• Kutipan Bacaan:
......

Budaya komunikasi konteks tinggi ditemukan dalam sistem sosial tertutup (closed system), seperti sistem sosial
masyarakat Indonesia.
Polychronic
time, yakni lawan dari monochronic time sbb: Kurang bisa
menghargai waktu, sering tidak tepat waktu kalau memberikan janji, dan kurang
memiliki disiplin dalam menyelesaikan pekerjaan atau yang sering kita dengar
dengan istilah suka ngaret.
Budaya Komunikasi Konteks Rendah
Low Context Culture Communication
Ciri-ciri
Komunikasi Konteks Rendah sbb: Must be longer, more elaborated, and
explicit (ciri komunikasinya bisa menggambarkan atau bisa juga menjelaskan
hingga cukup tampak rinci dan panjang, dan saat itu juga disampaikan secara eksplisit).
Misalnya,
mereka pasangan suami-istri sedang istirahat tidur di malam hari dan tidurnya tampak
nyeyak. Tiba-tiba hujan deras sekali, sampai-sampai istrinya terbangun dan
langsung membangunkan suaminya sambil spontan berkata ‘bocor-bocor’. Suaminya terbangun
dan menjawab langsung, genting yang retak sudah ditambal dan diberi cat pelapis
yang berkualitas, yang memiliki kemampuan ganda, tidak seperti cat lainnya.
Sebaiknya kita tidur lagi, tak perlu khawatir ‘bocor’, cat pelapisnya
berkualitas tinggi dan dijamin tak tertembus air. Inilah yang oleh Edward T.
Hall berkomunikasi konteks rendah, ‘must
be longer, more elaborated, and explicit’.
Bisa anda
bayangkan, jika sang suami mengatakan ‘masa
sich bocor, bukannya sudah di cat’. Disini tampak bahwa sang suami tidak
memiliki kemampuan untuk menjelaskan dengan sejelas-jelasnya, atau yang oleh
Edward T. Hall kata-kata itu memiliki ciri ‘typically
short’.
Open System yang selalu dikaitkan dengan sistem masyarakat terbuka, yakni suatu sistem sosial masyarakat dimana mereka
mau menerima ide-ide baru. Disini individu dalam masyarakat memiliki peran
yang cukup menonjol, dibandingkan peran kolektif. Budaya Komunikasi Konteks
Rendah hidup di dalam sistem sosial masyarkat yang terbuka.

......

• Data:

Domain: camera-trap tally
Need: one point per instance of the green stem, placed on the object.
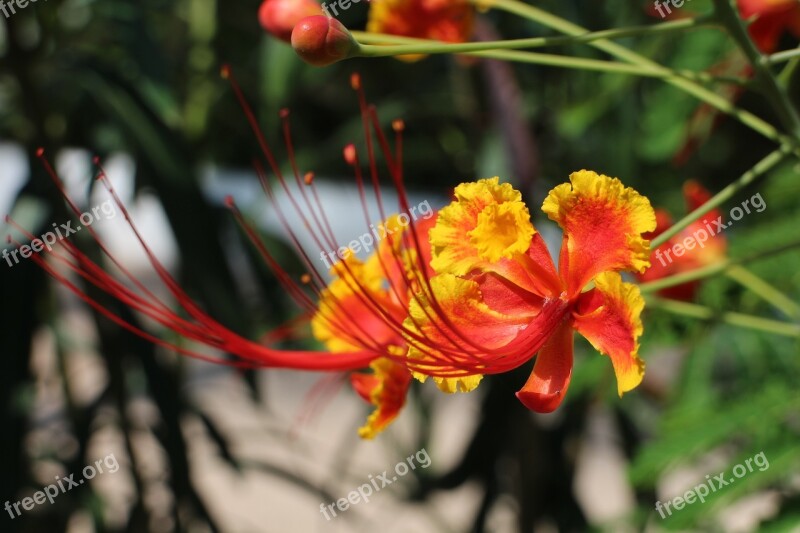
(489, 50)
(760, 168)
(539, 42)
(564, 26)
(735, 319)
(711, 270)
(781, 57)
(769, 293)
(729, 16)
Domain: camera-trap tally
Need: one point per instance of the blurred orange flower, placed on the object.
(697, 245)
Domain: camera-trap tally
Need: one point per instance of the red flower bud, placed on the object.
(322, 41)
(279, 17)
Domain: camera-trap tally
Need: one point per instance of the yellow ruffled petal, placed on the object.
(609, 316)
(386, 389)
(603, 223)
(485, 223)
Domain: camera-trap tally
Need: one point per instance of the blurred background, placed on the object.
(209, 448)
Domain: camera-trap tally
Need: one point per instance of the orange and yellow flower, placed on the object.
(497, 299)
(470, 292)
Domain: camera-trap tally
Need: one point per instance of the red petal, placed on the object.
(549, 380)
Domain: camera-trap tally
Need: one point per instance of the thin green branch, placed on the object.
(760, 169)
(629, 56)
(490, 50)
(540, 42)
(781, 57)
(765, 290)
(728, 15)
(735, 319)
(712, 270)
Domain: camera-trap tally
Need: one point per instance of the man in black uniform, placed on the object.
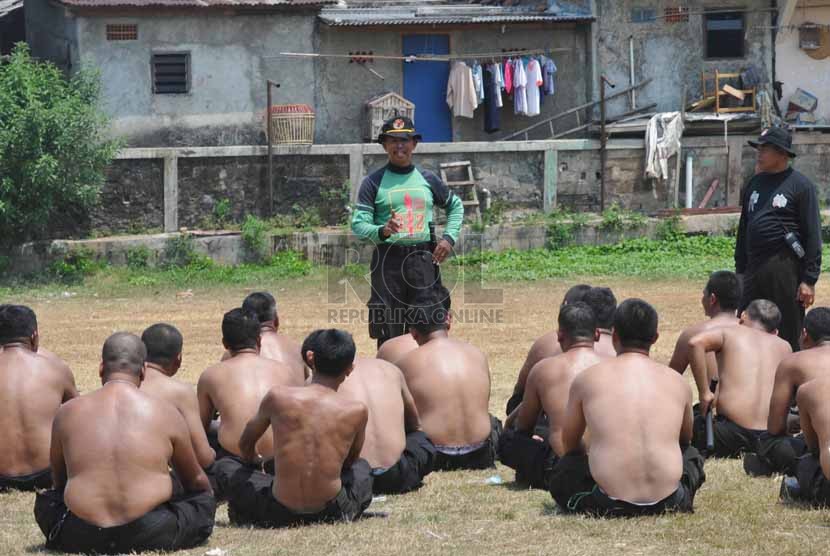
(394, 211)
(778, 248)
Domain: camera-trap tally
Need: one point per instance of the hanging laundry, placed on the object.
(461, 95)
(499, 85)
(478, 81)
(548, 74)
(519, 87)
(534, 81)
(508, 76)
(492, 100)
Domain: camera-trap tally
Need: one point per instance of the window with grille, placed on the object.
(171, 73)
(643, 15)
(122, 32)
(676, 15)
(724, 35)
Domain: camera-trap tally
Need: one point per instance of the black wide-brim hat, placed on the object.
(777, 137)
(399, 126)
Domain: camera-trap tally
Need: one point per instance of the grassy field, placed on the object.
(456, 512)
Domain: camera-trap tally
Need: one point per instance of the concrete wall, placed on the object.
(673, 54)
(798, 70)
(231, 56)
(51, 32)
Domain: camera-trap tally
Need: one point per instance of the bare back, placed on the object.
(235, 388)
(315, 433)
(183, 397)
(117, 442)
(378, 385)
(638, 411)
(815, 419)
(551, 381)
(32, 388)
(282, 349)
(746, 366)
(395, 348)
(450, 381)
(680, 358)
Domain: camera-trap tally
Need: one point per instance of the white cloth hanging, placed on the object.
(663, 135)
(461, 94)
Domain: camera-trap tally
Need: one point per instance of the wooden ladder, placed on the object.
(465, 188)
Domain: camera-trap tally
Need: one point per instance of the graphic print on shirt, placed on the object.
(753, 200)
(413, 220)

......

• Tugas yang Dikerjakan:
1. Dalam kutipan tentang budaya komunikasi, ucapan suami "masa sich bocor, bukannya sudah di cat" digolongkan bercirikan 'typically short'. Jelaskan alasannya.
2. Ulangi bagian kutipan tentang budaya komunikasi mulai dari "Budaya komunikasi konteks tinggi" sampai dengan "istilah suka ngaret." tanpa mengubah satu kata pun.

• Hasil Berurutan:
1. Ucapan itu menunjukkan bahwa sang suami tidak memiliki kemampuan untuk menjelaskan dengan sejelas-jelasnya. Menurut Edward T. Hall, kata-kata seperti itu bercirikan 'typically short'.

2.
Budaya komunikasi konteks tinggi ditemukan dalam sistem sosial tertutup (closed system), seperti sistem sosial
masyarakat Indonesia.
Polychronic
time, yakni lawan dari monochronic time sbb: Kurang bisa
menghargai waktu, sering tidak tepat waktu kalau memberikan janji, dan kurang
memiliki disiplin dalam menyelesaikan pekerjaan atau yang sering kita dengar
dengan istilah suka ngaret.